TRY IT: In the entries below, find each line with the string "rough" and copy it.

DATA:
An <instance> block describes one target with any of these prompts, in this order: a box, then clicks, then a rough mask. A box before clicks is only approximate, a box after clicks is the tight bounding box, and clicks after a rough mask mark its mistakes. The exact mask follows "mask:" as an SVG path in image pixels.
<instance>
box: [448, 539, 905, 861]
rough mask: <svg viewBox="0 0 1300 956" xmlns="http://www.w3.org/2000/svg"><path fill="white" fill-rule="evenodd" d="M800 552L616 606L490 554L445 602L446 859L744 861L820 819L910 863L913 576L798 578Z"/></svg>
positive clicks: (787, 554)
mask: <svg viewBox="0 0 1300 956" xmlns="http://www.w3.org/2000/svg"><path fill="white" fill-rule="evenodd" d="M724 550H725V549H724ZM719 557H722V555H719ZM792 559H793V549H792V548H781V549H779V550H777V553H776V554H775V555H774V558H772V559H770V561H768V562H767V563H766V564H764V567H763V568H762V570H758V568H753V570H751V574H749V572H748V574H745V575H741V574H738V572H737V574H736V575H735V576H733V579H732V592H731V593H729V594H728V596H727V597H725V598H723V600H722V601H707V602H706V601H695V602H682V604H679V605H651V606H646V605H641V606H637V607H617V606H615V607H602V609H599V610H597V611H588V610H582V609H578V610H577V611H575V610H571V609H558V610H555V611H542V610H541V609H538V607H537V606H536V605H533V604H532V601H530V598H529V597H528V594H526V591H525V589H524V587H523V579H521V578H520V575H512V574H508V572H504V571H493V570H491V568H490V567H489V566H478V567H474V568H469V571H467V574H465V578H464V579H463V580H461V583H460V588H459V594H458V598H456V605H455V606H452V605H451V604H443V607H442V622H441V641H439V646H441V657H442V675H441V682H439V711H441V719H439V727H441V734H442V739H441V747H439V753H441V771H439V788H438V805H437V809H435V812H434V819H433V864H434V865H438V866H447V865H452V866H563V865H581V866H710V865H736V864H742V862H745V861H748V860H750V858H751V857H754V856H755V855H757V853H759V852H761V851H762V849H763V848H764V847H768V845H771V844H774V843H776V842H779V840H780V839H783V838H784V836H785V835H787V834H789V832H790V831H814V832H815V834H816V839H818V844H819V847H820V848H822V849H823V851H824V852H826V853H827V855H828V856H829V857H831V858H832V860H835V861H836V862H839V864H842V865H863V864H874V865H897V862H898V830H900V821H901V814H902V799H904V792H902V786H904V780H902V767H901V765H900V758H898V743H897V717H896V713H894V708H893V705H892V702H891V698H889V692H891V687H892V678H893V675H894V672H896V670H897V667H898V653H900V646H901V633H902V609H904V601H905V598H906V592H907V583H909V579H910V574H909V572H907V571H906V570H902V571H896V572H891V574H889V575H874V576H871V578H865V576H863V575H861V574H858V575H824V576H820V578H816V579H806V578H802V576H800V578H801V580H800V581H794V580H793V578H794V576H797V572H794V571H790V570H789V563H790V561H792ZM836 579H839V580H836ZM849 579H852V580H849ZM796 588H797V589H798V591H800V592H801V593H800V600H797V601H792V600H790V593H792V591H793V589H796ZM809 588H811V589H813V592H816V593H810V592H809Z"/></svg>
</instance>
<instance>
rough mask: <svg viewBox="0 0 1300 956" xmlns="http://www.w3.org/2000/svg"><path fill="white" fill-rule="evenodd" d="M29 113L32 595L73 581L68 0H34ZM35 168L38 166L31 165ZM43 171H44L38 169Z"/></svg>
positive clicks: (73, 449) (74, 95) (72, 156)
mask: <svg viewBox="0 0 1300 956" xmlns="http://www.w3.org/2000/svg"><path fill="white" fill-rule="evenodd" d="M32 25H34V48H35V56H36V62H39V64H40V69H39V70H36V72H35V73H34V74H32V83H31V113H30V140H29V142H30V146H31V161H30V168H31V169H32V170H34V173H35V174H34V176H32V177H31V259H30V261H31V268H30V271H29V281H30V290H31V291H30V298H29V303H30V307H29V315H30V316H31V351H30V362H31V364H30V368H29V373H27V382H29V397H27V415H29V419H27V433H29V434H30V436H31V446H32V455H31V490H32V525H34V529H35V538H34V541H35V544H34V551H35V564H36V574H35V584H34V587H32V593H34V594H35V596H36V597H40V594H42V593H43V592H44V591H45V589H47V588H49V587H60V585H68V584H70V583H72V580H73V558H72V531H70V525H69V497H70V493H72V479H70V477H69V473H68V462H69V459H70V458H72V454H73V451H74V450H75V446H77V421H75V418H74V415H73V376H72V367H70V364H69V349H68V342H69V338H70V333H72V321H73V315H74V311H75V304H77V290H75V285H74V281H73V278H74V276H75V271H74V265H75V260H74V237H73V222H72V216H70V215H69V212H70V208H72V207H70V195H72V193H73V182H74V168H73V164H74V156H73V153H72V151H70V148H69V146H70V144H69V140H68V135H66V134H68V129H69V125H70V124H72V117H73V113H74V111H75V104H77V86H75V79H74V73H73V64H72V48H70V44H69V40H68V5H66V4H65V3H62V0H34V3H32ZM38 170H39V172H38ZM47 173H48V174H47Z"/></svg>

PROBLEM SOLUTION:
An <instance> block describes one target with any of these prompts, in this order: a box, then clicks, then a rough mask. A box before clicks is only approximate, a box after clicks is the tight bounding box, and clicks after a rough mask mark its mistakes. The exact mask follows "mask:" as an SVG path in image pixels.
rough mask: <svg viewBox="0 0 1300 956" xmlns="http://www.w3.org/2000/svg"><path fill="white" fill-rule="evenodd" d="M800 552L616 606L490 554L445 602L446 859L744 861L820 819L910 863L913 576L798 578Z"/></svg>
rough mask: <svg viewBox="0 0 1300 956" xmlns="http://www.w3.org/2000/svg"><path fill="white" fill-rule="evenodd" d="M29 113L32 595L73 581L68 0H34ZM35 168L38 166L31 165ZM43 171H44L38 169Z"/></svg>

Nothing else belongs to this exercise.